Lay out the data from the line containing "Provide the segmentation of every instance of the parking" through the end of the data as a two-column CSV with the header text,answer. Put each text and its answer in their own quoted fields on a single row, with line breaks replaced by spaces.

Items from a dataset
__________________________________________________

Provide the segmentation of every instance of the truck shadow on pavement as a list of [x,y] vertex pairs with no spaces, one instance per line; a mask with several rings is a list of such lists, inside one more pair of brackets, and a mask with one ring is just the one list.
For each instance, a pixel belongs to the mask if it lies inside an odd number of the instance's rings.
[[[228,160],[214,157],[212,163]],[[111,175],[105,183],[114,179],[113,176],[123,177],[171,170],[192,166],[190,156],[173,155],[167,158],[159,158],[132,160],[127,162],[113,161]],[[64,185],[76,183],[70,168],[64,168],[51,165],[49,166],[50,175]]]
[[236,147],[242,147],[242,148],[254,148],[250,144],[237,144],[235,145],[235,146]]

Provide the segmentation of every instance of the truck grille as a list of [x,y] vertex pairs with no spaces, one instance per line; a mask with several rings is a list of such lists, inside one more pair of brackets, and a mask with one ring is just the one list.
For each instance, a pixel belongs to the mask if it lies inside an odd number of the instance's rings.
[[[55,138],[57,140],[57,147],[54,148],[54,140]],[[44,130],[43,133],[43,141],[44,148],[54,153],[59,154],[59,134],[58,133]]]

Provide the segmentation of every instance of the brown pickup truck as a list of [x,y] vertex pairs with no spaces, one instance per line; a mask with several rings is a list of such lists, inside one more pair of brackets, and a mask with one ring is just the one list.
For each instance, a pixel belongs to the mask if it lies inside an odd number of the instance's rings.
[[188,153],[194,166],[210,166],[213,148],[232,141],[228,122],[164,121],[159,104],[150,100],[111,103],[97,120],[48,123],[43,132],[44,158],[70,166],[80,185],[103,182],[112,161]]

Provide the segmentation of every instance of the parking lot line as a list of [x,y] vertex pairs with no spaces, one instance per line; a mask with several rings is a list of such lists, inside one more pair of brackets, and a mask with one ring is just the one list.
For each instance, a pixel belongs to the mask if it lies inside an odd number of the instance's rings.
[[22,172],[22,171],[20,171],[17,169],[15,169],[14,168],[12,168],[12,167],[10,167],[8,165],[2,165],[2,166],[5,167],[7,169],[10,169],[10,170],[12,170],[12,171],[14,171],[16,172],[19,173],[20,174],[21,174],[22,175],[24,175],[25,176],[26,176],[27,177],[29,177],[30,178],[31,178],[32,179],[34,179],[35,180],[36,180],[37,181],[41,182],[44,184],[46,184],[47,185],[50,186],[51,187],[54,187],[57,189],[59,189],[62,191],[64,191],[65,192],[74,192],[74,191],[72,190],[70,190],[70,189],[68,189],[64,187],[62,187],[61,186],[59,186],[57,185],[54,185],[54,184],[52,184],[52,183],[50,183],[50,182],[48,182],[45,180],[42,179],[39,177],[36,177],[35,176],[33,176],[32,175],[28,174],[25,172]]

__________________________________________________

▸ RESULT OF THIS EXERCISE:
text,answer
"Provide the segmentation of every instance of the parking lot line as a list of [x,y] vertex pairs with no spaces, one instance per line; a mask with several rings is a list of such lists, inside one more pair of brackets, and a mask with one ring is just the one list. For each instance, a pixel belongs to the mask if it lies inside an odd number of the instance's rings.","[[22,172],[22,171],[20,171],[17,169],[15,169],[14,168],[12,168],[12,167],[10,167],[8,165],[2,165],[2,166],[5,167],[7,169],[10,169],[10,170],[12,170],[12,171],[14,171],[16,172],[19,173],[20,174],[21,174],[22,175],[24,175],[25,176],[26,176],[27,177],[29,177],[30,178],[31,178],[32,179],[34,179],[35,180],[36,180],[37,181],[41,182],[44,184],[46,184],[47,185],[50,186],[51,187],[54,187],[57,189],[59,189],[62,191],[64,191],[65,192],[74,192],[74,191],[72,190],[70,190],[70,189],[68,189],[64,187],[62,187],[61,186],[59,186],[57,185],[54,185],[54,184],[52,184],[52,183],[50,183],[50,182],[48,182],[45,180],[42,179],[39,177],[36,177],[35,176],[33,176],[32,175],[28,174],[25,172]]"